- [Short task]: Using the listing below, retype only the lines from the line with "in vase and report the position of each." through the end, both ends included, and exclude the pictures.

━━━━━━━━━━

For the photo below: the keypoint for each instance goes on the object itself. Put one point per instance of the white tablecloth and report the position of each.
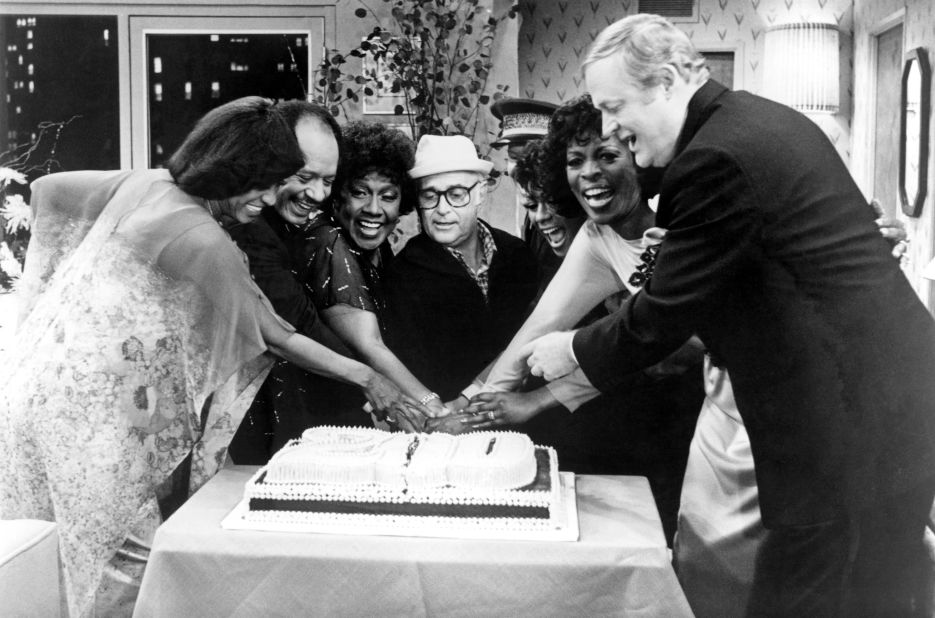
(619, 566)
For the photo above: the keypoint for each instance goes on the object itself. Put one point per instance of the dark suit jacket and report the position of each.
(438, 323)
(773, 258)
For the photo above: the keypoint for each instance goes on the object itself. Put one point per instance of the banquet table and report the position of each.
(618, 567)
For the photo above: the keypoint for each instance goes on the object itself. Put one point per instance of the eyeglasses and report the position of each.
(456, 196)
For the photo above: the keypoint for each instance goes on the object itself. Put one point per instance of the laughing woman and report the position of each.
(348, 249)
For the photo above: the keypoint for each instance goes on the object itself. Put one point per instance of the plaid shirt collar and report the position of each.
(482, 275)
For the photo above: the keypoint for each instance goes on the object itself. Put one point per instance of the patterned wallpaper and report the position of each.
(555, 35)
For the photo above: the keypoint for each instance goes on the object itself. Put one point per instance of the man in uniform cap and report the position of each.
(523, 120)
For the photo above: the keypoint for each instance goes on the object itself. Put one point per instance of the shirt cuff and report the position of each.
(573, 390)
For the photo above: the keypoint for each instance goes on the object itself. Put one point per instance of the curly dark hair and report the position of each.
(240, 146)
(531, 173)
(374, 147)
(576, 120)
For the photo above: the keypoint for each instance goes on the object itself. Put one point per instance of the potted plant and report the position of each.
(433, 58)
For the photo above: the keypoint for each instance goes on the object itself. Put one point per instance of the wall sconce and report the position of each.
(801, 66)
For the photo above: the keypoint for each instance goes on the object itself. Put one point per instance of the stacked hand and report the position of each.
(550, 356)
(388, 403)
(493, 410)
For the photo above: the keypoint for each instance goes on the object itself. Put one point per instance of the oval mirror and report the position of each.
(913, 138)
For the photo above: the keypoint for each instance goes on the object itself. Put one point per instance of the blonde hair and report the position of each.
(645, 44)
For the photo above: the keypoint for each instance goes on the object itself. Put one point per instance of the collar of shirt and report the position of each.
(488, 248)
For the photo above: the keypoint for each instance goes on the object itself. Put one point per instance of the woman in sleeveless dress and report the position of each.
(143, 337)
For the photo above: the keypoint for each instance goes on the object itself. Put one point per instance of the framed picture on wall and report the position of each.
(725, 63)
(383, 100)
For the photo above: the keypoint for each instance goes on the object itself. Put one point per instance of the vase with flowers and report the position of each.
(18, 166)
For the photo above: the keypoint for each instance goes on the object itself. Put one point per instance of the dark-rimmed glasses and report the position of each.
(456, 196)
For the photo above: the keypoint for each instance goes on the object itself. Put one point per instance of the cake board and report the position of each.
(566, 528)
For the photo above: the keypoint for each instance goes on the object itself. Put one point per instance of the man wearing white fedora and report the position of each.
(458, 291)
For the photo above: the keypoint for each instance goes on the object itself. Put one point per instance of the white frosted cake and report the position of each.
(349, 478)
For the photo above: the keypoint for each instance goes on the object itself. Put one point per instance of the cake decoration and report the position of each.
(360, 480)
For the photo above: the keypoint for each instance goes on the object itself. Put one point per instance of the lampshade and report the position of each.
(801, 66)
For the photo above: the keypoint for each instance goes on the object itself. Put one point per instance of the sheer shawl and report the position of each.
(139, 316)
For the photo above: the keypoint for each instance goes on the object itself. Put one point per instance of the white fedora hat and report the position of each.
(437, 154)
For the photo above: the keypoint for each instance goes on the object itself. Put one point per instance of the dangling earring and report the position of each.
(214, 209)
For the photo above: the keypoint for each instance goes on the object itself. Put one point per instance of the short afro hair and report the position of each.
(241, 146)
(576, 120)
(374, 147)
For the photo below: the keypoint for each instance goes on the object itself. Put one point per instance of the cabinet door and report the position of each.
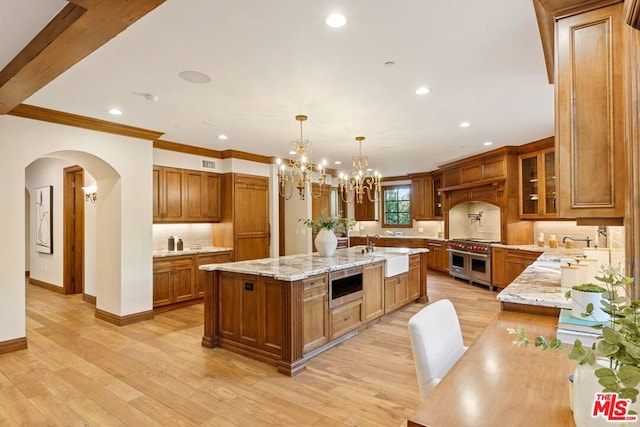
(184, 286)
(203, 276)
(498, 268)
(162, 282)
(193, 191)
(315, 301)
(589, 114)
(413, 277)
(171, 186)
(373, 284)
(212, 197)
(251, 214)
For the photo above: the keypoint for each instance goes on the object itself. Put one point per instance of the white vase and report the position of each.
(579, 302)
(585, 387)
(326, 242)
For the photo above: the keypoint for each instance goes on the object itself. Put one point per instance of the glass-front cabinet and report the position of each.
(538, 185)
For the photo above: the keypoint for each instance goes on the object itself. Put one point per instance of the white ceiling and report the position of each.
(270, 60)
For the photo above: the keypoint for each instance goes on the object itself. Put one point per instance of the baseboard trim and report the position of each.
(45, 285)
(123, 320)
(89, 299)
(13, 345)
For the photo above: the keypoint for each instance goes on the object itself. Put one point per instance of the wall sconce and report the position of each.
(90, 193)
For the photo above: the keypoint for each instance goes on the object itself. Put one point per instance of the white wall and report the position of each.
(42, 172)
(122, 167)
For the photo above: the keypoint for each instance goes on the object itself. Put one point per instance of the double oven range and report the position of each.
(470, 259)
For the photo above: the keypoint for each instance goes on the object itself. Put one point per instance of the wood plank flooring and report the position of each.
(80, 371)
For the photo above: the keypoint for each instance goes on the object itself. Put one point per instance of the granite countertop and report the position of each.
(297, 267)
(189, 251)
(539, 283)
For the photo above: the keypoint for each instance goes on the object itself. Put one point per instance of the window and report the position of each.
(397, 206)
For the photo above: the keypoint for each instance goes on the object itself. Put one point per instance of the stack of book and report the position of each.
(571, 328)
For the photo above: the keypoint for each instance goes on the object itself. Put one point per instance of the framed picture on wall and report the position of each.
(44, 224)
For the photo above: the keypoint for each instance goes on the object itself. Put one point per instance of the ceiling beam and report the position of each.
(80, 28)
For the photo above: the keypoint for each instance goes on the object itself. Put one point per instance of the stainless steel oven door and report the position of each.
(459, 263)
(480, 268)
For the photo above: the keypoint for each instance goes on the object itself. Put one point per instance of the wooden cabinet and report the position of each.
(589, 114)
(168, 185)
(250, 311)
(173, 280)
(181, 195)
(537, 184)
(244, 216)
(507, 264)
(422, 198)
(204, 276)
(373, 286)
(413, 277)
(396, 292)
(177, 278)
(438, 257)
(346, 318)
(315, 302)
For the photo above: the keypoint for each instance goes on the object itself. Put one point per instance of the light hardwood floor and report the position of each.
(82, 371)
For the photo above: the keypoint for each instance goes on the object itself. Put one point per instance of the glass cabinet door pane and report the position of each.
(550, 182)
(529, 190)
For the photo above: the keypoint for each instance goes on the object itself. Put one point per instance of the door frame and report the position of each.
(73, 230)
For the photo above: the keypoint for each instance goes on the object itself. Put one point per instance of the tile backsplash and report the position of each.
(191, 234)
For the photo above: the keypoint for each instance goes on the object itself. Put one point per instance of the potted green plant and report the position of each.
(612, 363)
(326, 241)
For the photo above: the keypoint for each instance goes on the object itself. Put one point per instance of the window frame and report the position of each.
(384, 206)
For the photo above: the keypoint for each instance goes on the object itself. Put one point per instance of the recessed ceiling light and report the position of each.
(194, 77)
(336, 20)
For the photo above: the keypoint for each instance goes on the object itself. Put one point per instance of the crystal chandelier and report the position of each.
(353, 188)
(300, 172)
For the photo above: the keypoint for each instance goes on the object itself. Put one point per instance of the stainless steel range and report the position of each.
(470, 259)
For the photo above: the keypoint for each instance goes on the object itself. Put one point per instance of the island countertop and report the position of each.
(297, 267)
(539, 283)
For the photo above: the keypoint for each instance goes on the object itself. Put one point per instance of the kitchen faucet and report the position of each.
(587, 239)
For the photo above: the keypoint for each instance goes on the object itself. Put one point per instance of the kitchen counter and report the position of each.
(297, 267)
(188, 251)
(539, 283)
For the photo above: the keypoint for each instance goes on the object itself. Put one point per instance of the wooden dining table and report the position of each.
(499, 383)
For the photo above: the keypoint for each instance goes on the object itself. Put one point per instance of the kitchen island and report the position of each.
(286, 310)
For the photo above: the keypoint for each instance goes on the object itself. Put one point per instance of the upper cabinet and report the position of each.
(181, 195)
(589, 114)
(426, 198)
(537, 185)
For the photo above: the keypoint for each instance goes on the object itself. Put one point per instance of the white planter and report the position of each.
(585, 387)
(579, 302)
(326, 242)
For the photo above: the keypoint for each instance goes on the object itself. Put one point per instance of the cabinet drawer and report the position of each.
(346, 318)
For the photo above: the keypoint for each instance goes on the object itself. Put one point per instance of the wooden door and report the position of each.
(251, 213)
(373, 286)
(73, 230)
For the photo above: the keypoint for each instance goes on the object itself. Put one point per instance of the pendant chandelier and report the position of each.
(353, 188)
(300, 172)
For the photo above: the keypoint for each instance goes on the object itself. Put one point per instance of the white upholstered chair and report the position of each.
(436, 342)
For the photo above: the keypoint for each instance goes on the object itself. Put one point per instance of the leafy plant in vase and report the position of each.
(612, 363)
(326, 241)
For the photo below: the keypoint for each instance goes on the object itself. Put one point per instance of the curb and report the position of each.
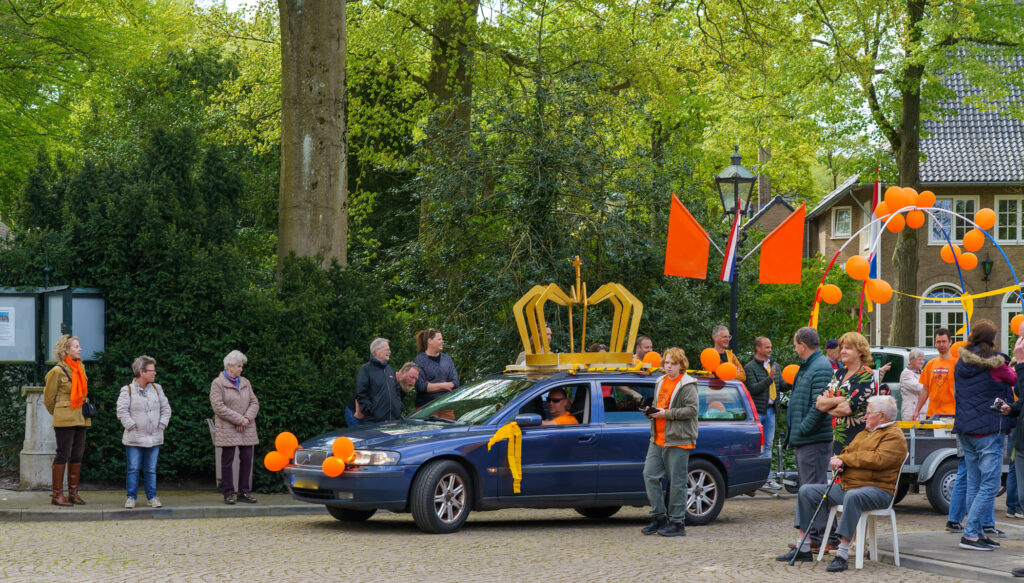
(78, 515)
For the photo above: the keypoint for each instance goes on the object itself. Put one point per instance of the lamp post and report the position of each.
(734, 183)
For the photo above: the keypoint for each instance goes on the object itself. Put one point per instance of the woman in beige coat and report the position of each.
(235, 406)
(67, 389)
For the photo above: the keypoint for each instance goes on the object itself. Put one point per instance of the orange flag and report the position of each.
(782, 251)
(687, 247)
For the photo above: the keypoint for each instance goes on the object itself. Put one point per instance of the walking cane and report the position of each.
(807, 532)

━━━━━━━━━━

- [Answer for this exercise]:
For the photo above: the keypoint for each instance goes on the object itself. Put one point per instance of the leafy plant in vase and report the position of each.
(612, 363)
(326, 241)
For the photo below: the keypoint for each instance goes on the object itself. Put one point per instance of the curb and report the position of each.
(78, 515)
For the photo above: the keypoint for each instance goes on the object itself. Put one point per instance of the lamp post and report the position of each.
(734, 183)
For the photo above: the keypoint for each instance goes on the object itself. Put one point per instance of the woman in beige coat and report the position of each.
(235, 406)
(67, 389)
For the photo above: the keypoint for each instance goes on the object itself. Put one point per instance of the orange flag and report the position of each.
(782, 251)
(687, 247)
For the photo above: the keypoint for each instance goes on the object itself. Put one point per instance of the walking cane and report the position of each.
(807, 532)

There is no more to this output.